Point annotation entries
* * * * *
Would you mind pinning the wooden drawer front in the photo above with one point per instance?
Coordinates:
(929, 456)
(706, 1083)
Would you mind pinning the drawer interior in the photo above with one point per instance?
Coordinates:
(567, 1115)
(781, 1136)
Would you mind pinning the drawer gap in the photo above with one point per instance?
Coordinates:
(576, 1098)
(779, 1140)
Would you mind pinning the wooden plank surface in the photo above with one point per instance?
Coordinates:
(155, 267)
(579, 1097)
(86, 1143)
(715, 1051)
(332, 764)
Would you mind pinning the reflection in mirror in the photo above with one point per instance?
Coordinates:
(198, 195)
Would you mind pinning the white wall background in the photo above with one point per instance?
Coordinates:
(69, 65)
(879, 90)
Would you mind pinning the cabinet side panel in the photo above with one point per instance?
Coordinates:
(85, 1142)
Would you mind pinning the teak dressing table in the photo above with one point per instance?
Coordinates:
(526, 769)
* * * * *
* INSTRUCTION
Rewrite all of the entries above in full, including each request line. Multiply every coordinate value in the answers by 2.6 and round to the nearest whole number, with halves rounded up.

* ANSWER TO THE TASK
Would you mind pinning the wooden drawer front in the photo above with one point per instance?
Coordinates:
(2415, 1186)
(1836, 2816)
Would you mind pinning the drawer interior in the photo above with one point per instance?
Coordinates:
(1474, 2899)
(2031, 2954)
Would you mind pinning the drawer gap in the photo above with one point per instance?
Coordinates:
(1498, 2855)
(2025, 2964)
Would you mind pinning the wooden plank surface in the photo above with one point per instance?
Coordinates:
(403, 694)
(1505, 2852)
(224, 2972)
(1859, 2733)
(863, 1986)
Would you mind pinning the reflection in mirror in the photo above with one point per instance?
Coordinates:
(515, 507)
Would you mind pinning the white wall background in the photo above with one point per instance?
Coordinates:
(179, 169)
(2285, 234)
Would you mind pinning the cabinet side panel in the photo above with one point per instance?
Coordinates:
(221, 2969)
Would you mind pinning the teak dressing table in the photo above with one point per instance?
Coordinates:
(1368, 1999)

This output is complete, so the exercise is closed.